#### What to do:
Would you return exactly the lines running from the one with "x=1073 y=532" to the bottom of the listing below, and no others?

#### The data:
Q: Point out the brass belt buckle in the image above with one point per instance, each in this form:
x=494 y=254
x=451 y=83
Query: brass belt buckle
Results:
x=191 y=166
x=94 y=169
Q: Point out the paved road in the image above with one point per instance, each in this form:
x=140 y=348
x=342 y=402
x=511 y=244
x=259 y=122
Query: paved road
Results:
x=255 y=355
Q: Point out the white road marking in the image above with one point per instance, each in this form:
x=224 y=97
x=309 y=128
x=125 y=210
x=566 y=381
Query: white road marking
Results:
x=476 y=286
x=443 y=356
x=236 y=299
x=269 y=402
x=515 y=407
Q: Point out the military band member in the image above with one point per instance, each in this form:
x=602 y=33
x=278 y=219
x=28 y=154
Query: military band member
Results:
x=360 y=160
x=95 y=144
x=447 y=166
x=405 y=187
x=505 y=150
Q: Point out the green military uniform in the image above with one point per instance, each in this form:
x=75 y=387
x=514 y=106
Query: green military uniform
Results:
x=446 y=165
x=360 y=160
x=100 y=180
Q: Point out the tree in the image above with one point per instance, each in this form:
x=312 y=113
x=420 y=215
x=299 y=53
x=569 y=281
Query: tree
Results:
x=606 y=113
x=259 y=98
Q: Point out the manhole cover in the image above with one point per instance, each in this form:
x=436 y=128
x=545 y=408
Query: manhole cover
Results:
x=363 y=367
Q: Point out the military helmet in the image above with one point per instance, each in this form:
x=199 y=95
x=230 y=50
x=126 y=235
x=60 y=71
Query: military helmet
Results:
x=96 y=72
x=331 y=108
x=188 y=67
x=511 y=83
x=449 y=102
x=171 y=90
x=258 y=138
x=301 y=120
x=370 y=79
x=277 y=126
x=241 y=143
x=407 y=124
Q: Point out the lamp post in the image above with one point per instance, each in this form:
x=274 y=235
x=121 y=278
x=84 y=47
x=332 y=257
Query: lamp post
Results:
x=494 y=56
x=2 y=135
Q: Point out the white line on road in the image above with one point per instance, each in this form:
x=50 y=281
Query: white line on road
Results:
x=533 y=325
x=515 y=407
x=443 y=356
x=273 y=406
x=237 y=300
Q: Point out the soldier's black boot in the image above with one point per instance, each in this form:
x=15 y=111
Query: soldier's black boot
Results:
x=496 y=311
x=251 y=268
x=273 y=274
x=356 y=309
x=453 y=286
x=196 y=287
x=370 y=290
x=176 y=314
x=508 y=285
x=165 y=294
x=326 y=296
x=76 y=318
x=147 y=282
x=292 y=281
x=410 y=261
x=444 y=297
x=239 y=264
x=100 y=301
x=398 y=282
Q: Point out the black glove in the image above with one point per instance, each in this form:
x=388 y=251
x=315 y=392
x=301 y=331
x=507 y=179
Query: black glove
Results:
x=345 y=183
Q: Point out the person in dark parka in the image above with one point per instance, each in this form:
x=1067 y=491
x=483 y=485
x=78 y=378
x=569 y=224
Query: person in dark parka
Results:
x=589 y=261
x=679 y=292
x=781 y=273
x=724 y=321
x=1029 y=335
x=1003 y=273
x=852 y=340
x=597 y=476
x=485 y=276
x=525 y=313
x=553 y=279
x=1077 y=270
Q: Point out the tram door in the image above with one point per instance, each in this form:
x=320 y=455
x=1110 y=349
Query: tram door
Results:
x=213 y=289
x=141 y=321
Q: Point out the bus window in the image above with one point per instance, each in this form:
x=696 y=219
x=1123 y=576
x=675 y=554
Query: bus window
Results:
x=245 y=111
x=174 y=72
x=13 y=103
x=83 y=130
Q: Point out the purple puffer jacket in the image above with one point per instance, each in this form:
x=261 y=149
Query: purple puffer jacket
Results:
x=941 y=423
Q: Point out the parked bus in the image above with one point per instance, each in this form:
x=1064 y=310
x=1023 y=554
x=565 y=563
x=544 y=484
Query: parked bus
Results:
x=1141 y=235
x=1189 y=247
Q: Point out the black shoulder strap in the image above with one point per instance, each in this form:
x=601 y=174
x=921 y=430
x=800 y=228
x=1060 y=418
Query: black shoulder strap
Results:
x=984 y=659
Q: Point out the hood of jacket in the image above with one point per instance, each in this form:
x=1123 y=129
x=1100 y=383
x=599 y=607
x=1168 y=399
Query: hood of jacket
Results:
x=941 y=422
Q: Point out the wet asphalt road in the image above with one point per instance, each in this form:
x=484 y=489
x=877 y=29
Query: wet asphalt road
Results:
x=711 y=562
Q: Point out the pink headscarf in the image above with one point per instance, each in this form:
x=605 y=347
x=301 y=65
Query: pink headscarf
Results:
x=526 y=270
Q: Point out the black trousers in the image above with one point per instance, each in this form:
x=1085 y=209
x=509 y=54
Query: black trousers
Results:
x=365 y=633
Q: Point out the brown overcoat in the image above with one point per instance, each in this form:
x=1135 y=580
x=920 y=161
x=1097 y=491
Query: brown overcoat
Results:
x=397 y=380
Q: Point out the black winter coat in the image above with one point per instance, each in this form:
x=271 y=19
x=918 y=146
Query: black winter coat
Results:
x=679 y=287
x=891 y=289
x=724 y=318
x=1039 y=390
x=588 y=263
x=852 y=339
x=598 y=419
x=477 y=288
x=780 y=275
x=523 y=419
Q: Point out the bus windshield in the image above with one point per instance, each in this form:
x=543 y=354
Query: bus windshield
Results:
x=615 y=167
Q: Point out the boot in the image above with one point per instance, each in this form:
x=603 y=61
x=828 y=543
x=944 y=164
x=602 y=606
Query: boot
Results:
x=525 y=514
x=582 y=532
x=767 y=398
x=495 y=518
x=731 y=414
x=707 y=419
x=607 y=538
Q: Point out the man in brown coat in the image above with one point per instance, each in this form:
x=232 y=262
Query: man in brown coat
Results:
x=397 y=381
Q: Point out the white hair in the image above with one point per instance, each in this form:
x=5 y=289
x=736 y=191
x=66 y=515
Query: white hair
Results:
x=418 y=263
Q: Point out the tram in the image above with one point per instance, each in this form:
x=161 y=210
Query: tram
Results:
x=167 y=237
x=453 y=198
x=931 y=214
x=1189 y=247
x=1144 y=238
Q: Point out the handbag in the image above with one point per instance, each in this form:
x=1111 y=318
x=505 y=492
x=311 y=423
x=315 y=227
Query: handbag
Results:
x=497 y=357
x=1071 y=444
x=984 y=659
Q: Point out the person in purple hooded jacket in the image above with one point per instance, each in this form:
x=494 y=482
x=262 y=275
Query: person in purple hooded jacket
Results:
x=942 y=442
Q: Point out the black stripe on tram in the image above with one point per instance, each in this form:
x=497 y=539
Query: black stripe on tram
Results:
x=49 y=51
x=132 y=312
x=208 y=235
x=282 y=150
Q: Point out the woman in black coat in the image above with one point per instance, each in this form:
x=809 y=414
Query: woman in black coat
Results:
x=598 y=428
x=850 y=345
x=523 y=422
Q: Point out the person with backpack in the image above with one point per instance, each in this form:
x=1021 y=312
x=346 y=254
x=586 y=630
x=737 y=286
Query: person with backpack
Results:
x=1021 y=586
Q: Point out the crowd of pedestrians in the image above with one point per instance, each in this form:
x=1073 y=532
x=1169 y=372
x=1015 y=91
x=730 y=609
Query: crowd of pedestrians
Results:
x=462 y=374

#### Written solution:
x=1073 y=532
x=1169 y=372
x=1015 y=91
x=730 y=609
Query: crowd of pedestrians
Results:
x=462 y=374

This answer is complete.